→ Task brief
Update the items that begin at the line containing "Pinpoint the bird in" and stop after the line containing "xmin=12 ymin=13 xmax=140 ymax=99", changing "report" to "give" and leaving everything else unchanged. Return only those lines.

→ Provided entries
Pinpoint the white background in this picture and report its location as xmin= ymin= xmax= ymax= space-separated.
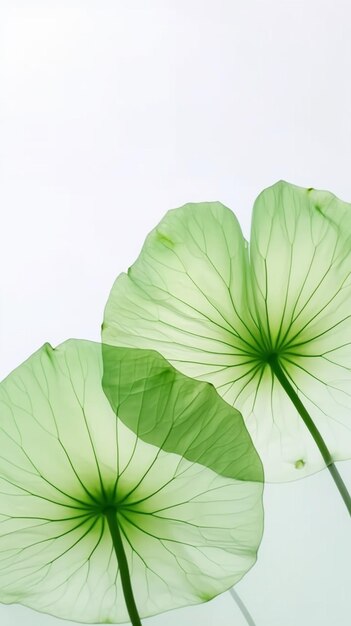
xmin=0 ymin=0 xmax=351 ymax=626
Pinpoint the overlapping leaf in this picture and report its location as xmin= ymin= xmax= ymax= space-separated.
xmin=0 ymin=341 xmax=262 ymax=623
xmin=102 ymin=182 xmax=351 ymax=481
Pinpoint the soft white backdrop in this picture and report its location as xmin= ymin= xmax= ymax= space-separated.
xmin=0 ymin=0 xmax=351 ymax=626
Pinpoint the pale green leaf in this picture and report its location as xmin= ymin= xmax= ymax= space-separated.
xmin=0 ymin=341 xmax=262 ymax=623
xmin=102 ymin=182 xmax=351 ymax=481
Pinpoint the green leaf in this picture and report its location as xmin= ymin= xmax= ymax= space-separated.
xmin=0 ymin=340 xmax=262 ymax=623
xmin=102 ymin=182 xmax=351 ymax=481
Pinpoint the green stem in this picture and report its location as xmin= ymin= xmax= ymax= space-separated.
xmin=269 ymin=355 xmax=351 ymax=515
xmin=104 ymin=507 xmax=142 ymax=626
xmin=229 ymin=588 xmax=256 ymax=626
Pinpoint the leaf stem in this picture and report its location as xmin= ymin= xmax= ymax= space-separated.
xmin=104 ymin=507 xmax=142 ymax=626
xmin=269 ymin=354 xmax=351 ymax=515
xmin=229 ymin=587 xmax=256 ymax=626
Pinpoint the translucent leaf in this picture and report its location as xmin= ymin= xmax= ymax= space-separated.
xmin=0 ymin=341 xmax=262 ymax=623
xmin=102 ymin=182 xmax=351 ymax=481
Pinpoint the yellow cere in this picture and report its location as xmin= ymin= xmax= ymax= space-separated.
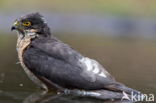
xmin=22 ymin=21 xmax=31 ymax=26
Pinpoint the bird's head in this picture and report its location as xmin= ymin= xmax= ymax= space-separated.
xmin=11 ymin=13 xmax=50 ymax=37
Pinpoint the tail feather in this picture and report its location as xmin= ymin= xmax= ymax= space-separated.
xmin=105 ymin=82 xmax=141 ymax=94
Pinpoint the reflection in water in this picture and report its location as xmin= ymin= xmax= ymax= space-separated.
xmin=23 ymin=91 xmax=132 ymax=103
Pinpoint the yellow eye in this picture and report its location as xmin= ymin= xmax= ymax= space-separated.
xmin=23 ymin=21 xmax=31 ymax=26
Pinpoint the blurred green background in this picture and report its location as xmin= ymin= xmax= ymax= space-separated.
xmin=0 ymin=0 xmax=156 ymax=103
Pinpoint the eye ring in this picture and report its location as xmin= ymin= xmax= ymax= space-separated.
xmin=22 ymin=21 xmax=31 ymax=26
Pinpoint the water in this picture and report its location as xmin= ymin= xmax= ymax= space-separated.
xmin=0 ymin=34 xmax=156 ymax=103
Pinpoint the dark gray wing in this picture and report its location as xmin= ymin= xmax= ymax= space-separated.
xmin=24 ymin=38 xmax=122 ymax=89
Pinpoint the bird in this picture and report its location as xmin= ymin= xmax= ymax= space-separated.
xmin=11 ymin=12 xmax=138 ymax=98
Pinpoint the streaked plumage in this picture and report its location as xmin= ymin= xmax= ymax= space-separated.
xmin=12 ymin=13 xmax=140 ymax=99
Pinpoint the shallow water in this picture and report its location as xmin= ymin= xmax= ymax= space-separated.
xmin=0 ymin=34 xmax=156 ymax=103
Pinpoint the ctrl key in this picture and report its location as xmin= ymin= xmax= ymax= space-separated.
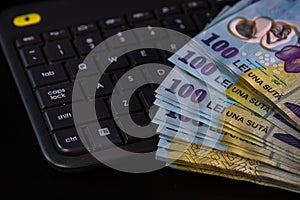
xmin=52 ymin=128 xmax=88 ymax=156
xmin=85 ymin=119 xmax=123 ymax=151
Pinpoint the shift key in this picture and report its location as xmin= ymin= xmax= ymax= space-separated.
xmin=35 ymin=83 xmax=84 ymax=109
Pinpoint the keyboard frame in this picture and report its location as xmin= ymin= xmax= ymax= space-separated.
xmin=0 ymin=0 xmax=225 ymax=172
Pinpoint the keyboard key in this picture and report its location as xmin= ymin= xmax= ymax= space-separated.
xmin=36 ymin=83 xmax=84 ymax=109
xmin=81 ymin=74 xmax=114 ymax=98
xmin=211 ymin=0 xmax=238 ymax=10
xmin=27 ymin=64 xmax=68 ymax=88
xmin=113 ymin=69 xmax=145 ymax=91
xmin=163 ymin=16 xmax=197 ymax=33
xmin=65 ymin=59 xmax=98 ymax=80
xmin=20 ymin=46 xmax=45 ymax=67
xmin=144 ymin=64 xmax=172 ymax=83
xmin=183 ymin=0 xmax=209 ymax=13
xmin=154 ymin=5 xmax=181 ymax=18
xmin=94 ymin=54 xmax=129 ymax=72
xmin=139 ymin=87 xmax=155 ymax=110
xmin=99 ymin=17 xmax=127 ymax=30
xmin=16 ymin=34 xmax=42 ymax=47
xmin=192 ymin=10 xmax=215 ymax=30
xmin=157 ymin=37 xmax=187 ymax=61
xmin=74 ymin=32 xmax=102 ymax=55
xmin=134 ymin=21 xmax=166 ymax=42
xmin=44 ymin=99 xmax=111 ymax=131
xmin=118 ymin=112 xmax=154 ymax=143
xmin=127 ymin=11 xmax=153 ymax=23
xmin=109 ymin=93 xmax=142 ymax=115
xmin=85 ymin=119 xmax=123 ymax=150
xmin=105 ymin=29 xmax=136 ymax=49
xmin=128 ymin=49 xmax=160 ymax=66
xmin=52 ymin=128 xmax=87 ymax=156
xmin=44 ymin=40 xmax=76 ymax=63
xmin=44 ymin=105 xmax=74 ymax=131
xmin=103 ymin=25 xmax=130 ymax=38
xmin=72 ymin=23 xmax=97 ymax=35
xmin=43 ymin=29 xmax=70 ymax=41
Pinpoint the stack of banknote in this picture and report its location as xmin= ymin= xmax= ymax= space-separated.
xmin=152 ymin=0 xmax=300 ymax=192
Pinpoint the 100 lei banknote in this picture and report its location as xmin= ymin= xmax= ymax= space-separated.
xmin=188 ymin=0 xmax=300 ymax=126
xmin=169 ymin=41 xmax=300 ymax=135
xmin=155 ymin=67 xmax=300 ymax=157
xmin=152 ymin=108 xmax=300 ymax=174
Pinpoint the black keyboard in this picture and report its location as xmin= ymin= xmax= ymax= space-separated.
xmin=0 ymin=0 xmax=236 ymax=170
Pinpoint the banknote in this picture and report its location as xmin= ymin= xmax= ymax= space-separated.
xmin=156 ymin=141 xmax=300 ymax=185
xmin=169 ymin=43 xmax=299 ymax=135
xmin=277 ymin=87 xmax=300 ymax=130
xmin=154 ymin=94 xmax=300 ymax=162
xmin=155 ymin=68 xmax=300 ymax=159
xmin=204 ymin=0 xmax=259 ymax=30
xmin=189 ymin=0 xmax=300 ymax=125
xmin=152 ymin=109 xmax=300 ymax=174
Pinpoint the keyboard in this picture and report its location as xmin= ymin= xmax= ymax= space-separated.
xmin=0 ymin=0 xmax=236 ymax=171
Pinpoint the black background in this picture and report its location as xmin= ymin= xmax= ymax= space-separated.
xmin=0 ymin=0 xmax=299 ymax=200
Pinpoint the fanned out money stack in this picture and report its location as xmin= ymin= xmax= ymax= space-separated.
xmin=152 ymin=0 xmax=300 ymax=192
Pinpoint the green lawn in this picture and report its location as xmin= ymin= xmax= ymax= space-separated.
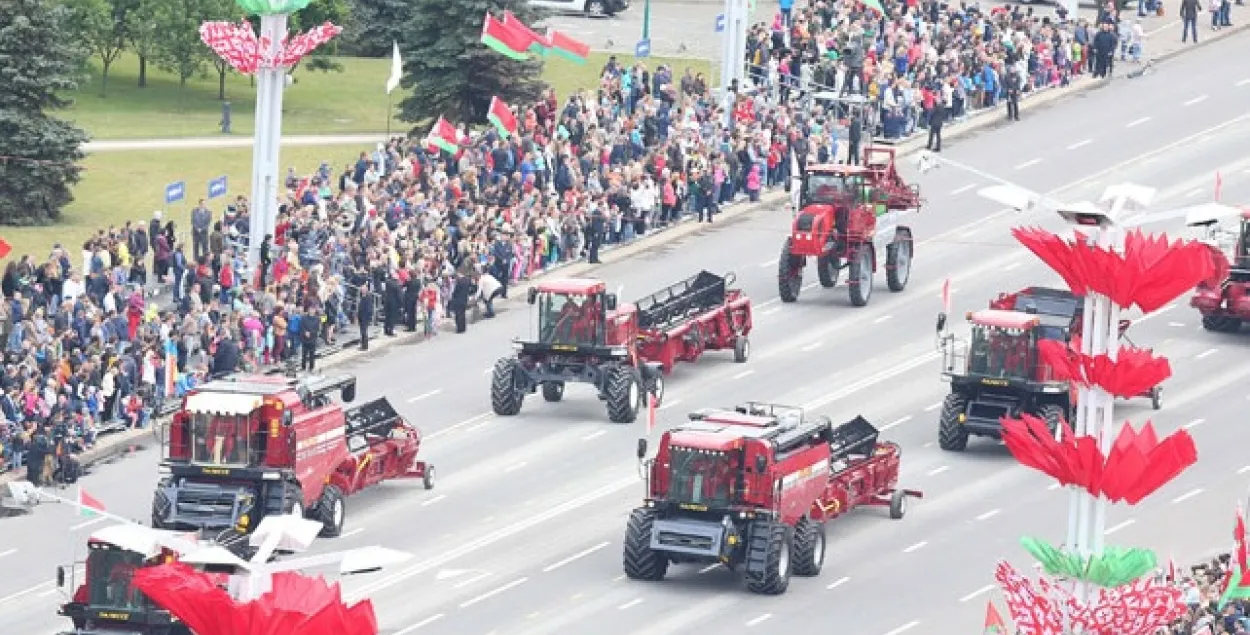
xmin=66 ymin=53 xmax=710 ymax=139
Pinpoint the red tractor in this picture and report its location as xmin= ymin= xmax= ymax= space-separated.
xmin=1189 ymin=211 xmax=1250 ymax=333
xmin=778 ymin=146 xmax=921 ymax=306
xmin=490 ymin=271 xmax=751 ymax=424
xmin=153 ymin=375 xmax=434 ymax=544
xmin=624 ymin=403 xmax=921 ymax=595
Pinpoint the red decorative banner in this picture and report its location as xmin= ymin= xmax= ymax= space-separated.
xmin=1003 ymin=415 xmax=1198 ymax=505
xmin=1038 ymin=340 xmax=1171 ymax=399
xmin=1011 ymin=228 xmax=1219 ymax=313
xmin=131 ymin=563 xmax=378 ymax=635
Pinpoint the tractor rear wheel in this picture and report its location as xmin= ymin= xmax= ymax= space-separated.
xmin=794 ymin=519 xmax=825 ymax=576
xmin=938 ymin=393 xmax=968 ymax=453
xmin=885 ymin=229 xmax=913 ymax=293
xmin=816 ymin=251 xmax=843 ymax=289
xmin=604 ymin=366 xmax=643 ymax=424
xmin=624 ymin=509 xmax=669 ymax=583
xmin=778 ymin=239 xmax=803 ymax=303
xmin=543 ymin=381 xmax=564 ymax=404
xmin=490 ymin=358 xmax=525 ymax=416
xmin=746 ymin=521 xmax=793 ymax=595
xmin=846 ymin=245 xmax=873 ymax=306
xmin=313 ymin=485 xmax=348 ymax=538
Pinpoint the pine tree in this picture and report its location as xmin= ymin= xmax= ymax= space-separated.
xmin=399 ymin=0 xmax=545 ymax=134
xmin=0 ymin=0 xmax=88 ymax=225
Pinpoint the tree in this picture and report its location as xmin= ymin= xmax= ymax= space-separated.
xmin=0 ymin=0 xmax=88 ymax=225
xmin=399 ymin=0 xmax=545 ymax=130
xmin=66 ymin=0 xmax=138 ymax=96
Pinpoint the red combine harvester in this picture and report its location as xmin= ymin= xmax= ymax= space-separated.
xmin=624 ymin=403 xmax=921 ymax=595
xmin=1189 ymin=210 xmax=1250 ymax=333
xmin=153 ymin=375 xmax=434 ymax=544
xmin=778 ymin=146 xmax=923 ymax=306
xmin=490 ymin=271 xmax=751 ymax=424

→ Finished exercise
Pinpoint the bird in this picture and give its location as xmin= ymin= xmax= ymax= space-separated.
xmin=11 ymin=12 xmax=138 ymax=98
Pinpoint the streaked plumage in this picture and give its location as xmin= ymin= xmax= ymax= space-separated.
xmin=12 ymin=13 xmax=140 ymax=99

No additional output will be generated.